● TASK DESCRIPTION: Reproduce the listing below word for word, from its first line through the line containing "rough mask: <svg", including both of those lines.

● INPUT DATA:
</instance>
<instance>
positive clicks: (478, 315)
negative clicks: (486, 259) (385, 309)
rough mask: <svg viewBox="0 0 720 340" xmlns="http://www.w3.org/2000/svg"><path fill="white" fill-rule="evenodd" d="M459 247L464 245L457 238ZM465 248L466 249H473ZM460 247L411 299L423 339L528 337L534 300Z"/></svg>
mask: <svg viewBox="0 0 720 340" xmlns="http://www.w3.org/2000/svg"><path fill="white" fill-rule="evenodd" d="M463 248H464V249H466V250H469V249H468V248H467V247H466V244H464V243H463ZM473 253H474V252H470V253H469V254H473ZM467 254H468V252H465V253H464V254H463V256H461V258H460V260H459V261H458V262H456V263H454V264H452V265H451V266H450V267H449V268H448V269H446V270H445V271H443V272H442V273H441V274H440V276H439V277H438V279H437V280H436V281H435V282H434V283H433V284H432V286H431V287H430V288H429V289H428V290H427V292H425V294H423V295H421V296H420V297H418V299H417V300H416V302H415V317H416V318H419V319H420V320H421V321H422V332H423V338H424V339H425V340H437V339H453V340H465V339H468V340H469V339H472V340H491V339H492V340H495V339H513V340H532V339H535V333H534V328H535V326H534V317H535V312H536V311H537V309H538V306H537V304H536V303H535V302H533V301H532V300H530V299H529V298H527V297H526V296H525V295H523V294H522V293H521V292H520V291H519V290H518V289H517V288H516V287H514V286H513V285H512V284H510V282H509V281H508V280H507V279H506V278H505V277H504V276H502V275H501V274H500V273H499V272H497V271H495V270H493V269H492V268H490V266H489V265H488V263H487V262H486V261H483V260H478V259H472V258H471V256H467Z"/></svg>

● PROBLEM SOLUTION:
</instance>
<instance>
positive clicks: (478, 315)
negative clicks: (486, 259) (385, 309)
rough mask: <svg viewBox="0 0 720 340" xmlns="http://www.w3.org/2000/svg"><path fill="white" fill-rule="evenodd" d="M459 247L464 245L457 238ZM465 248L466 249H473ZM460 247L411 299L423 339L528 337L534 300Z"/></svg>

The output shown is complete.